• **What you will do**
Report each line of the records below that contains the string "hoodie", matching case exactly.

(Image box annotation records)
#####
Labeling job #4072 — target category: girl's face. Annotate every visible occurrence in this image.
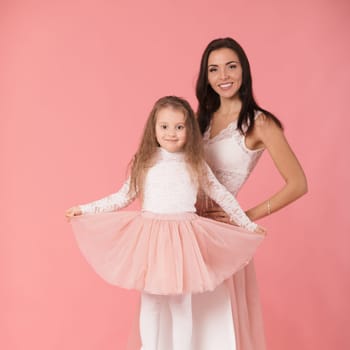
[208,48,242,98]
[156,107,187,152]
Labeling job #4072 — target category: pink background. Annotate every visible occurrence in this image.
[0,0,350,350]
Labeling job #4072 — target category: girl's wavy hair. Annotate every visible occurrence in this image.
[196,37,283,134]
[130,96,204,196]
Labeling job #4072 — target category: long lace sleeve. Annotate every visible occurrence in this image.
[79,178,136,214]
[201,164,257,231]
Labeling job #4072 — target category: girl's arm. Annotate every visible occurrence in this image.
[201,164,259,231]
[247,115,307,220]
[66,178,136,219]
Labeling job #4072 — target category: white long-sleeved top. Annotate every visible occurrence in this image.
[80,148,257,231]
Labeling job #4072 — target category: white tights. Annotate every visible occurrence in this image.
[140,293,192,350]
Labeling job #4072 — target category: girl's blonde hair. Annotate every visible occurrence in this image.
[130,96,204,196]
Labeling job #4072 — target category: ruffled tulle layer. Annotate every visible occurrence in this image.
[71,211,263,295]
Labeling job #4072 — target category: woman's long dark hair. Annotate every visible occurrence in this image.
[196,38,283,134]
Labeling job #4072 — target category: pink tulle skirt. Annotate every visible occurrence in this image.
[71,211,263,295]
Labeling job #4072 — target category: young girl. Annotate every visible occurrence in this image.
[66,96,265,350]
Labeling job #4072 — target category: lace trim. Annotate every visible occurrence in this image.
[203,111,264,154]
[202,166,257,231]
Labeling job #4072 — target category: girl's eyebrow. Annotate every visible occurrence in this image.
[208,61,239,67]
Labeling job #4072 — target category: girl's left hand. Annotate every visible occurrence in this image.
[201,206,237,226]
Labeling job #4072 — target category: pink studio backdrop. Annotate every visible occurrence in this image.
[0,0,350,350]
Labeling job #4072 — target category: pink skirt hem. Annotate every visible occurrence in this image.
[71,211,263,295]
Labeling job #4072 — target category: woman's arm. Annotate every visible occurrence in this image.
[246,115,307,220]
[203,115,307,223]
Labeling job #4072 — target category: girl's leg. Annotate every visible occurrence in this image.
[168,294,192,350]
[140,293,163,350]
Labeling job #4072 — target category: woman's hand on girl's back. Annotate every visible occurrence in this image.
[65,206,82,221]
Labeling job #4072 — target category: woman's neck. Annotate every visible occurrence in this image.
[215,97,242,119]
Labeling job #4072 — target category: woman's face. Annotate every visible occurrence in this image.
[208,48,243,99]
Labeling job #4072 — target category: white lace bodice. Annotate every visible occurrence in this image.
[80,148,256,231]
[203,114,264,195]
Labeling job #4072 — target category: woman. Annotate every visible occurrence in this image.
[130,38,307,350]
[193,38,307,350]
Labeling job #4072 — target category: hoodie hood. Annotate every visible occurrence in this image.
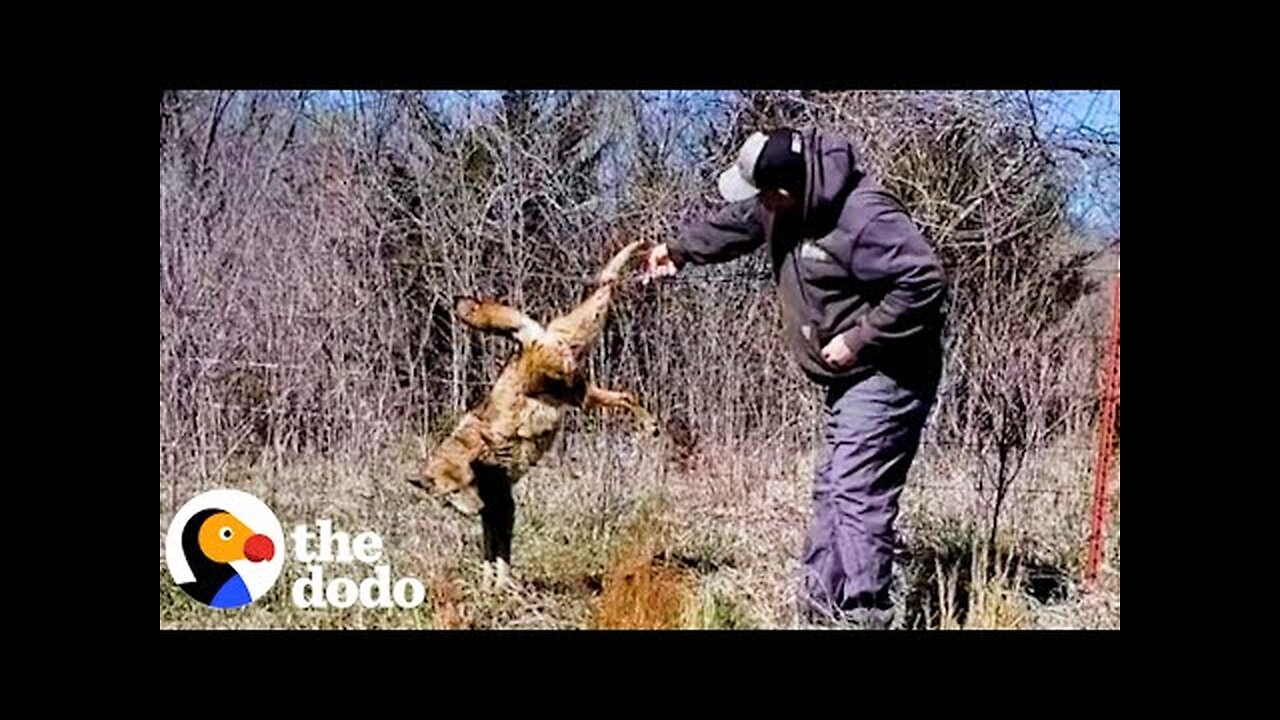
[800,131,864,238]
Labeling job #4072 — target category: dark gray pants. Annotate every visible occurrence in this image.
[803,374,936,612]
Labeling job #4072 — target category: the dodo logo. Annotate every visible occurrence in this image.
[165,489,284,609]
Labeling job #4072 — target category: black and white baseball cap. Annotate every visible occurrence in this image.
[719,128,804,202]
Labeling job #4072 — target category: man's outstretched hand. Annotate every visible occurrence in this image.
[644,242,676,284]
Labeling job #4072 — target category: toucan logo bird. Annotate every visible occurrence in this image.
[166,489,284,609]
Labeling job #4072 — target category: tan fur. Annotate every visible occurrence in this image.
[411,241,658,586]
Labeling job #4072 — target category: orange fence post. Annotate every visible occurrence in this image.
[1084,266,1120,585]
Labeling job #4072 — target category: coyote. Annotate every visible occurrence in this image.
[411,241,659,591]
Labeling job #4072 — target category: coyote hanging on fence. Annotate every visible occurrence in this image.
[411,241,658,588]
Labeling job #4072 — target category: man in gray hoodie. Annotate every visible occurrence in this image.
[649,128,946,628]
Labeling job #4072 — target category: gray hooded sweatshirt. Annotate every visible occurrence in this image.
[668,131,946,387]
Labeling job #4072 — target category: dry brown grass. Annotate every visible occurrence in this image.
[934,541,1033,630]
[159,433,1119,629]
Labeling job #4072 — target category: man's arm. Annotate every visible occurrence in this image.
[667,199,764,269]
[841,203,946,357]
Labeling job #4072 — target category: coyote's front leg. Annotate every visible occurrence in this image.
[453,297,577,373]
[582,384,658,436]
#####
• **Task result**
Labeling job #4072 — target category: hoodie hood. Annotate every visible occurrence in this image.
Labeling job #4072 — target category: man in gray hoodie. Annotate every visible occurrence in this image.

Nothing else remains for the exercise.